SUPPLIED INFORMATION:
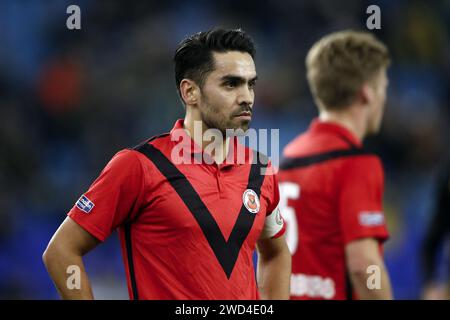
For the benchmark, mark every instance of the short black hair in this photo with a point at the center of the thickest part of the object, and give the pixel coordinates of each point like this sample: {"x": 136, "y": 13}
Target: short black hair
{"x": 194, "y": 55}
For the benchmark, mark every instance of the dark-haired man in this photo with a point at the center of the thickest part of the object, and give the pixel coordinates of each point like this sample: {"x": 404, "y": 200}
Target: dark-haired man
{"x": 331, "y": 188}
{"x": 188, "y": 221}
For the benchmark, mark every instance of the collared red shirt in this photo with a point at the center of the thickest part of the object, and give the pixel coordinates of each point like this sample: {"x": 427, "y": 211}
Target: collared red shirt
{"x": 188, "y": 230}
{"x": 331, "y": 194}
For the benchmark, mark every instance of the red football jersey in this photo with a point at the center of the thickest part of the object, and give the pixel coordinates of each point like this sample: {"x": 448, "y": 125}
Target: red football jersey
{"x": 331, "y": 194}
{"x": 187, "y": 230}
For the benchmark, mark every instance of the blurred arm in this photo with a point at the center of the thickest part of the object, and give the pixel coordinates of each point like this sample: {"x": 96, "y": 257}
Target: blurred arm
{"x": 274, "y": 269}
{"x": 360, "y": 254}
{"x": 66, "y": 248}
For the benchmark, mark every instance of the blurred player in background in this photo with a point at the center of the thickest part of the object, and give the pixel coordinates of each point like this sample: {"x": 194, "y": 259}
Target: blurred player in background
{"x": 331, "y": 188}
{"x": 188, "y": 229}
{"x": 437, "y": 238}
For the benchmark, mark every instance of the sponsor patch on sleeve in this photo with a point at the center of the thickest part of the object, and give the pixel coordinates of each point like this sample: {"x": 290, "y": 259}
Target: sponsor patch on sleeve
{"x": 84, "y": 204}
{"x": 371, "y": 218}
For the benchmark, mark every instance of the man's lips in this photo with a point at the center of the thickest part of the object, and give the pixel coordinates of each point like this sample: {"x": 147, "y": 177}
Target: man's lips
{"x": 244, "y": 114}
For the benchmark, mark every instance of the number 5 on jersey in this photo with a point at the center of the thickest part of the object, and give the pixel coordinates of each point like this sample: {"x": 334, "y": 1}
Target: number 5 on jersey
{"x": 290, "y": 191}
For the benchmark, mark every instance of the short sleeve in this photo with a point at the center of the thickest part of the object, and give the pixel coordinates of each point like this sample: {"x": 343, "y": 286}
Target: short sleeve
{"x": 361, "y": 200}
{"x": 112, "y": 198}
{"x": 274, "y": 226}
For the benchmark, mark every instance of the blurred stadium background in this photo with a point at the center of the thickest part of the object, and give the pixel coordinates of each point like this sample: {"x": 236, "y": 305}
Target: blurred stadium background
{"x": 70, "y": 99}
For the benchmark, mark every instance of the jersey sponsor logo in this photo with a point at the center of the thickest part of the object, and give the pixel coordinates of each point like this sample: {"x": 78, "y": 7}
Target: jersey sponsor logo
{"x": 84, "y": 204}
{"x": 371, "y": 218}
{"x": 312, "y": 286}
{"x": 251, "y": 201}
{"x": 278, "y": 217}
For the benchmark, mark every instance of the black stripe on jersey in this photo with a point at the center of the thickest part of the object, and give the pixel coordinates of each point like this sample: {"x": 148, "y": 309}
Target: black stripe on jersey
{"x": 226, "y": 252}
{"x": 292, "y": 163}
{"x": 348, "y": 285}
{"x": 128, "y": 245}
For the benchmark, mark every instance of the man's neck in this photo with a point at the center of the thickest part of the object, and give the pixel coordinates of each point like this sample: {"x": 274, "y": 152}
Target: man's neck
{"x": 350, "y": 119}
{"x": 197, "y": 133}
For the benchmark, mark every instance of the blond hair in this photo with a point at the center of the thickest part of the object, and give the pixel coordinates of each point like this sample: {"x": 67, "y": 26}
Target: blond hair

WHAT YOU NEED TO DO:
Rewrite the entire listing above, substituting "image" for every occurrence of "photo" and leaving everything else unchanged. Omit the pictures.

EXERCISE RESPONSE:
For the benchmark, mark every instance of the short black hair in this image with a point at the center of the thickest part of the object, and give the pixel coordinates of each point like this sample: {"x": 136, "y": 13}
Target: short black hair
{"x": 194, "y": 55}
For the benchmark, mark every instance of the dark-haired man in this image with a point at the center of the thickest part of the object, and give the pixel coordinates of each point like this sample: {"x": 404, "y": 200}
Target: dark-haired man
{"x": 331, "y": 188}
{"x": 188, "y": 221}
For the benchmark, mark every instance of the collared red shirt in this image with a point at the center of the thickest part of the object, and give the pixel coordinates of each point like this sample: {"x": 427, "y": 211}
Target: collared red shirt
{"x": 188, "y": 230}
{"x": 331, "y": 194}
For the benchmark, mark every instance of the red football jersey in this image with a point at the center of the thickest part of the object, and give the pixel coordinates of each point like this sample: {"x": 448, "y": 125}
Target: red football jersey
{"x": 331, "y": 194}
{"x": 187, "y": 230}
For the benchmark, mark every instance of the blurred arm in this image with a point at the center of the thickest part of the object, and give the pixel coordinates of each point like this sample: {"x": 96, "y": 257}
Target: blurred arm
{"x": 274, "y": 269}
{"x": 360, "y": 254}
{"x": 66, "y": 248}
For the benchmark, mark every instance of the blurred player in background in this image with a point at the center of the thickest part of the object, and give the pixel coordinates of each point like this sample: {"x": 194, "y": 259}
Target: blurred player in background
{"x": 331, "y": 188}
{"x": 188, "y": 229}
{"x": 437, "y": 238}
For the benchmark, mark every instance of the sponsor patch on sleeve in this image with a point at the center of the thickest part of the object, and give the pixel coordinates of each point like this sample: {"x": 290, "y": 259}
Target: sponsor patch on sleeve
{"x": 84, "y": 204}
{"x": 371, "y": 218}
For the benchmark, mark every instance of the man's lips in this image with a point at the center of the thickest part of the object, and give the pixel coordinates of each point like this sample: {"x": 147, "y": 177}
Target: man's lips
{"x": 244, "y": 114}
For the benchmark, mark every instance of the number 5 on jersey in this image with a point at the center of the thickest part of the object, and give the pixel coordinates of each point like this sample: {"x": 334, "y": 1}
Target: number 5 on jersey
{"x": 290, "y": 191}
For the benchmark, mark every instance of the short sleeve in this image with a point at the center of the thickest part of the object, and give the pixel coordinates of each point like this sample: {"x": 343, "y": 286}
Target: short sleeve
{"x": 361, "y": 200}
{"x": 112, "y": 198}
{"x": 274, "y": 226}
For the benchmark, mark every instance of the blurred stadium background in this image with a point at the center of the thickest part of the object, and give the pixel coordinates of each point like this sample: {"x": 236, "y": 305}
Target: blurred stadium background
{"x": 70, "y": 99}
For the benchmark, mark every instance of the jersey sponsor logo in this image with a point at the center of the thickest part of the object, and give the pixel coordinates of each point like this sample: {"x": 78, "y": 7}
Target: jersey sponsor logo
{"x": 84, "y": 204}
{"x": 371, "y": 218}
{"x": 312, "y": 286}
{"x": 251, "y": 201}
{"x": 278, "y": 217}
For the benchmark, mark every instance of the black stripe on jersey in this image with a point at the center of the thickest part of the object, and give the pixel coordinates of each point like this sample: {"x": 148, "y": 309}
Target: black stripe on jersey
{"x": 226, "y": 252}
{"x": 292, "y": 163}
{"x": 348, "y": 285}
{"x": 128, "y": 245}
For the benchmark, mark every instance of the man's neck in this image with a point at the center of the thickest part of the object, and give the pixel coordinates of each point like this sample: {"x": 274, "y": 152}
Target: man's neck
{"x": 350, "y": 119}
{"x": 197, "y": 133}
For the benchmark, mark every instance of the blond hair in this image with a point at the center of the thickest part of the object, and give the pixel coordinates of each point like this sample: {"x": 67, "y": 26}
Target: blond hair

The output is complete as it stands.